* PROBLEM SET *
1. Extract everything from "On February 9, 2006, Tancredo" down to "CPAC straw poll." in the passage on Tancredo's presidential ambitions, copying it word for word.
2. According to the passage on Tancredo's presidential ambitions, what share of the vote did he receive in the 2008 CPAC straw poll?

* DOCUMENT SECTION *

In February 2005, Tancredo announced he would seek the Republican nomination for president if all other candidates failed to address the illegal immigration problem.

On February 9, 2006, Tancredo addressed the Conservative Political Action Conference (CPAC), the annual conference of the American Conservative Union. He scored 5% of the vote in the 2008 CPAC straw poll.

On January 16, 2007, Tancredo announced that he formed an exploratory committee on seeking the presidential nomination of the Republican Party. He said that the Republican Party needs someone who can offer America a "common sense agenda".

A spokesman for Tancredo's exploratory committee has confirmed that he would not run on a third party platform, and that "they've had no intention to run as a third-party candidate, ever, and we'll never consider that because he's a Republican, period."

* GIVEN ENTRIES *

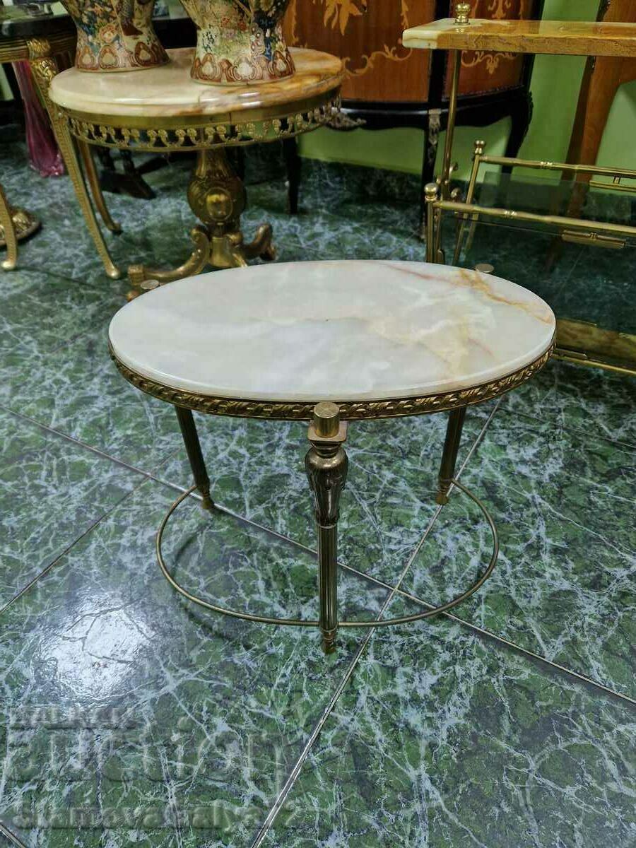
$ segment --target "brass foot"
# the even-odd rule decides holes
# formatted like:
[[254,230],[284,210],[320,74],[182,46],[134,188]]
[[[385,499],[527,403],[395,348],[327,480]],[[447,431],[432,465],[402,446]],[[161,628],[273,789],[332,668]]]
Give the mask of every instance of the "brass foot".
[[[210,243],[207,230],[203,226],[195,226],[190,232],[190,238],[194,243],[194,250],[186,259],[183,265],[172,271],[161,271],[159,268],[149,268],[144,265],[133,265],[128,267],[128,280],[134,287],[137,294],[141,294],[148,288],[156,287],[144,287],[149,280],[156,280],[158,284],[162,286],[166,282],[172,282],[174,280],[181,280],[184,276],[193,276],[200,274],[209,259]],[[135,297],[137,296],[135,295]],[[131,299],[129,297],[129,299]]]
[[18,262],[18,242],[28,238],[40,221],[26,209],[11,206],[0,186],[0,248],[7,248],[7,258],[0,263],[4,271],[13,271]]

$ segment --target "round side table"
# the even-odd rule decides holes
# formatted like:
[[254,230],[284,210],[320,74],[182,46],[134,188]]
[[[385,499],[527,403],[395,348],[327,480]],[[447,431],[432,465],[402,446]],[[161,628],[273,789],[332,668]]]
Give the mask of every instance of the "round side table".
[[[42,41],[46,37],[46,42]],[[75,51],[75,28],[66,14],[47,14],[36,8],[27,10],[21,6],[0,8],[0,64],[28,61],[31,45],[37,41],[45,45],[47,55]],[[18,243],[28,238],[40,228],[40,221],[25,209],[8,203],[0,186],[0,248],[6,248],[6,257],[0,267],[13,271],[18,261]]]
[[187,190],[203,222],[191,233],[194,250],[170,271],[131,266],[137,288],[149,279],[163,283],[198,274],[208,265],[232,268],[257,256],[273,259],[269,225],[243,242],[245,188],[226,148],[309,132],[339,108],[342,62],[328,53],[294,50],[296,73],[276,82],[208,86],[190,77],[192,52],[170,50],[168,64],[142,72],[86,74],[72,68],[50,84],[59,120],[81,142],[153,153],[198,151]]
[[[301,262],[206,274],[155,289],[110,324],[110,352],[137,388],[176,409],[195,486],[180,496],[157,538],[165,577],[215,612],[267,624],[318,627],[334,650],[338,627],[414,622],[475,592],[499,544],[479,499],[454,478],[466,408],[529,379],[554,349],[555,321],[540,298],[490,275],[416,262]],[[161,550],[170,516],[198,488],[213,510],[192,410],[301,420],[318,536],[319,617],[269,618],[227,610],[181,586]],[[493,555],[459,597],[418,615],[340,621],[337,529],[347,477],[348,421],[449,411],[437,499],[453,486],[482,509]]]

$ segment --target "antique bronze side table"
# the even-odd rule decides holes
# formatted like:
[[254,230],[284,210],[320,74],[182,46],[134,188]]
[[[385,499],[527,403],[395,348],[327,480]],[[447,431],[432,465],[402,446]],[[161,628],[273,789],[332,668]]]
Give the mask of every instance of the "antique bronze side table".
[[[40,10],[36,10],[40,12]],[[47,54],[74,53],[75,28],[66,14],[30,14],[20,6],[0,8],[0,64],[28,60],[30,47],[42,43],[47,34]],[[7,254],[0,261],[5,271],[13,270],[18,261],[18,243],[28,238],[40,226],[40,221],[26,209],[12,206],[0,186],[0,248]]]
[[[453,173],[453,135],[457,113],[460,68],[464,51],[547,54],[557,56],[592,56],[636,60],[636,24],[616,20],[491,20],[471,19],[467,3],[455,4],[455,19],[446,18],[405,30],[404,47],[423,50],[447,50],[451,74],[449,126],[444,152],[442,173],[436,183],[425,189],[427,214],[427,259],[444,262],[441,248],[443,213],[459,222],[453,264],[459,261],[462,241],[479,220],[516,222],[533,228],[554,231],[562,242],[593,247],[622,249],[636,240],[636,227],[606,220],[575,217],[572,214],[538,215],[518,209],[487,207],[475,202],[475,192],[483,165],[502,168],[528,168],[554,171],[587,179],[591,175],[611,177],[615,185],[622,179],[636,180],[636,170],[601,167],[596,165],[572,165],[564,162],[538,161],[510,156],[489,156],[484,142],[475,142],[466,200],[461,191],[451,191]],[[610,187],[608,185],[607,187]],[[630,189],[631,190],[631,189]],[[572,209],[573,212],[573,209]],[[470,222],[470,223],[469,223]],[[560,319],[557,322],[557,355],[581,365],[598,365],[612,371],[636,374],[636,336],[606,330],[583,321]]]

* EXPECTED OUTPUTS *
1.
On February 9, 2006, Tancredo addressed the Conservative Political Action Conference (CPAC), the annual conference of the American Conservative Union. He scored 5% of the vote in the 2008 CPAC straw poll.

2. 5%